* [Your objective] Locate each line in the rows that contains the word "cave", and copy those lines.

Object detection data
+ + +
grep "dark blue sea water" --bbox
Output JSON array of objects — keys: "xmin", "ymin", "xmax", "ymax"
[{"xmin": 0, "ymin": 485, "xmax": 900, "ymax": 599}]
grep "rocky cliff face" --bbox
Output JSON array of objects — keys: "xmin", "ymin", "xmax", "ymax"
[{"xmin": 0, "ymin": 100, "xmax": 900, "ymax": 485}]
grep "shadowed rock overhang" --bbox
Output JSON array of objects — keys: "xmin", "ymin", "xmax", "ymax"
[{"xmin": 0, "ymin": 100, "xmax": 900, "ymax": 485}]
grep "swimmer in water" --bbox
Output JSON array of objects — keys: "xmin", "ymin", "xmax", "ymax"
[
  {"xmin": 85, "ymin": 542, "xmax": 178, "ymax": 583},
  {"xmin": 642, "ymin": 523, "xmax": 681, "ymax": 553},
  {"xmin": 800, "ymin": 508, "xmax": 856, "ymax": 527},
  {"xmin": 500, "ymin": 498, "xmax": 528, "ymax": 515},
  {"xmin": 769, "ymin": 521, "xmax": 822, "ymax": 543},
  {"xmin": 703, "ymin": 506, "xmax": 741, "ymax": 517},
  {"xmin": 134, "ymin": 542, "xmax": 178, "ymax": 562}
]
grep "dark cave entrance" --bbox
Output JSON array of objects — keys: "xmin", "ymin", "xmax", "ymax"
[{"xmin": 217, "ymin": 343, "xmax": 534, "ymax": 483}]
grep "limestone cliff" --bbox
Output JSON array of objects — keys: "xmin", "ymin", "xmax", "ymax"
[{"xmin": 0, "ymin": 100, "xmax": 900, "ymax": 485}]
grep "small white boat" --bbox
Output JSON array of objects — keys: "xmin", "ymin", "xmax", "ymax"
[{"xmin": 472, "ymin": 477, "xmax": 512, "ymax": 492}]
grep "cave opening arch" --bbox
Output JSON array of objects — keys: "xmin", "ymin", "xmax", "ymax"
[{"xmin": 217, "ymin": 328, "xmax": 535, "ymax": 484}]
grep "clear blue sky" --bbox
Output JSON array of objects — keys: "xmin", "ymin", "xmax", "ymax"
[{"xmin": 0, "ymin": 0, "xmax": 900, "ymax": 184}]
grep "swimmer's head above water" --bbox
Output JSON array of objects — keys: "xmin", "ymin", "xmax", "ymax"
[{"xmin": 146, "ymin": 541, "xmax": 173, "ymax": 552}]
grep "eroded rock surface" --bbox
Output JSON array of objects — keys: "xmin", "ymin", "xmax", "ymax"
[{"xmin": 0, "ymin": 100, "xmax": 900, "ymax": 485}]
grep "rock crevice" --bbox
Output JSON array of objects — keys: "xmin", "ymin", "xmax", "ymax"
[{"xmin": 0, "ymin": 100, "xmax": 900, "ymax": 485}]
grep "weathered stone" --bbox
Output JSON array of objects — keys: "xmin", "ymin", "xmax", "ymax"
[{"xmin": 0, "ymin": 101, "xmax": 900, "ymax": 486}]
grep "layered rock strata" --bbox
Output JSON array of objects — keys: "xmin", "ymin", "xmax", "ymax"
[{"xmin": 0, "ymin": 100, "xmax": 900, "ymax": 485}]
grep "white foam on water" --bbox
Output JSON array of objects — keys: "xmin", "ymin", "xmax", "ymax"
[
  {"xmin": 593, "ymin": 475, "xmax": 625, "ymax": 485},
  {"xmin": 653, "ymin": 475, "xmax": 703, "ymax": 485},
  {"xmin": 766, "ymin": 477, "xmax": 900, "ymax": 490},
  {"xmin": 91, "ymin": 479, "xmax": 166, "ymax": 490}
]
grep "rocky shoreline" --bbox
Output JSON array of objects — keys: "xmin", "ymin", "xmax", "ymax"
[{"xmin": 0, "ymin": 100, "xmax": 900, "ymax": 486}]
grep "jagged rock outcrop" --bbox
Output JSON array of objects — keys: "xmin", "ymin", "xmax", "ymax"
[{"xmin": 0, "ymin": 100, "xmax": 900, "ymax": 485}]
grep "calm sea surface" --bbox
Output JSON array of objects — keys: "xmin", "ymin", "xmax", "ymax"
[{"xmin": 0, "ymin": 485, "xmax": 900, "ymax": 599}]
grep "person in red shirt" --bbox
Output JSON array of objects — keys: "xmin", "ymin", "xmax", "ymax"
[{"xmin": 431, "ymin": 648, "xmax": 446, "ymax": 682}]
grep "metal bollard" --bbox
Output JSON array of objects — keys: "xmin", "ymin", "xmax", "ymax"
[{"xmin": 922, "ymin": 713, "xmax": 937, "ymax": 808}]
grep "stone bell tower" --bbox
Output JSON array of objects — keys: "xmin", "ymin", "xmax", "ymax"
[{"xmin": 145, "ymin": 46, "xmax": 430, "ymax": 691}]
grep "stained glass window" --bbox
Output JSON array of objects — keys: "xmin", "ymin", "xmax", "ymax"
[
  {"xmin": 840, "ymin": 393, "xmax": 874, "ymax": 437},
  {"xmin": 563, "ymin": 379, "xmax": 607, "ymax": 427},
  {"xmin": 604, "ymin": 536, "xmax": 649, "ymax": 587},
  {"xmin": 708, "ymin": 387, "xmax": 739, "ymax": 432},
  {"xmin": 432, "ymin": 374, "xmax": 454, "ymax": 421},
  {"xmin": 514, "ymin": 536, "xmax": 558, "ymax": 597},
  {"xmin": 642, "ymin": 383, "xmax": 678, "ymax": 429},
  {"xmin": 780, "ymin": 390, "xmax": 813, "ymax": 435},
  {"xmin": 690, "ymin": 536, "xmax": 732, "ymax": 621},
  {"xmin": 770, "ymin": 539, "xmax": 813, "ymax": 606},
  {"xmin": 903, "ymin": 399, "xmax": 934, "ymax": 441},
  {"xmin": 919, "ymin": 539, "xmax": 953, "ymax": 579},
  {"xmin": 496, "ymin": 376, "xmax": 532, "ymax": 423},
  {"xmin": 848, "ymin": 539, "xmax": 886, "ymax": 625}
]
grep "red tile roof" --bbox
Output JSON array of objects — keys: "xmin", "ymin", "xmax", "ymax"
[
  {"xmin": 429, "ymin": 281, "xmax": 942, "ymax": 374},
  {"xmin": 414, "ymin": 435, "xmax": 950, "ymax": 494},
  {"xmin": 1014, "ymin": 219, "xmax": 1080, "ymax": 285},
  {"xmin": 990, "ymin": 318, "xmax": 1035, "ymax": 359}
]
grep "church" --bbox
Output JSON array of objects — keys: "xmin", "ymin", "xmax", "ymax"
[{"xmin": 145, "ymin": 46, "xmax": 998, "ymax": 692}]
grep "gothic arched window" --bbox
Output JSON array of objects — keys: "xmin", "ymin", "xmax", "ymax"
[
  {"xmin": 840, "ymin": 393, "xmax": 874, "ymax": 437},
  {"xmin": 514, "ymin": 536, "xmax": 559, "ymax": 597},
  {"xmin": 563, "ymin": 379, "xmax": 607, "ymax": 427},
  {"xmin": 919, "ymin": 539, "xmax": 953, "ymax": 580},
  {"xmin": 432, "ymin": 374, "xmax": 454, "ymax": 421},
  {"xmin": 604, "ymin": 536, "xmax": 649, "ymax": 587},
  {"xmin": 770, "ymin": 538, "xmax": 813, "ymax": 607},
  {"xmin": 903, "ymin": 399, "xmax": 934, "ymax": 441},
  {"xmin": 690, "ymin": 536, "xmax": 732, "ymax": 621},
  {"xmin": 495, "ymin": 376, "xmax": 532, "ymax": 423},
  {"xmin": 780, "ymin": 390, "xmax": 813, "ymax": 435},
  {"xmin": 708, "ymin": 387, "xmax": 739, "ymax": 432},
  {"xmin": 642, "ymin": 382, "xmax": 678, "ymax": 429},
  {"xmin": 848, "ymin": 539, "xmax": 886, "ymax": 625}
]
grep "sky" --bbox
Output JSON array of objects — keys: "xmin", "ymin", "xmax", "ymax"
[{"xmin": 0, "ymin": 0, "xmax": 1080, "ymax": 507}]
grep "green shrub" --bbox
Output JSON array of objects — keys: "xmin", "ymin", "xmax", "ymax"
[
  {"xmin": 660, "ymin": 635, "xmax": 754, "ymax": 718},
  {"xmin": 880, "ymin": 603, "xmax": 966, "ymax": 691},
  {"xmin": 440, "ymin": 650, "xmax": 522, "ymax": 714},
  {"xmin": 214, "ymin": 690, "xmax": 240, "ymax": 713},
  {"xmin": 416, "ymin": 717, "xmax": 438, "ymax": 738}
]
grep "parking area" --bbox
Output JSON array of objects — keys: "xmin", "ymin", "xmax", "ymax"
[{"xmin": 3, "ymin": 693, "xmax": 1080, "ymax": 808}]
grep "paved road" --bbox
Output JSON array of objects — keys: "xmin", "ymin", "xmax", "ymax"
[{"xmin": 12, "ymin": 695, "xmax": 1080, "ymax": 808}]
+ + +
* [Exercise output]
grep "dark cave entrance" --bbox
grep "cave opening arch" --bbox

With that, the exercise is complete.